TASK REQUIREMENTS –
Select, from the data, each line where "truck" occurs.

[Image point grounding data]
——————————
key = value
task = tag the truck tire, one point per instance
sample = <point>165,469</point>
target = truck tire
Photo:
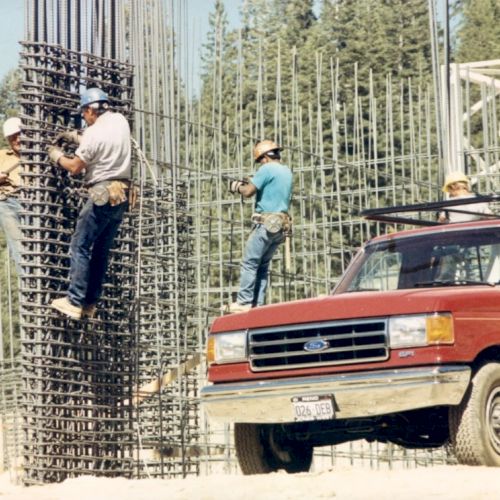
<point>260,450</point>
<point>475,422</point>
——————————
OUTPUT FOR THIS EXERCISE –
task = tag the truck tire, one point per instance
target = truck tire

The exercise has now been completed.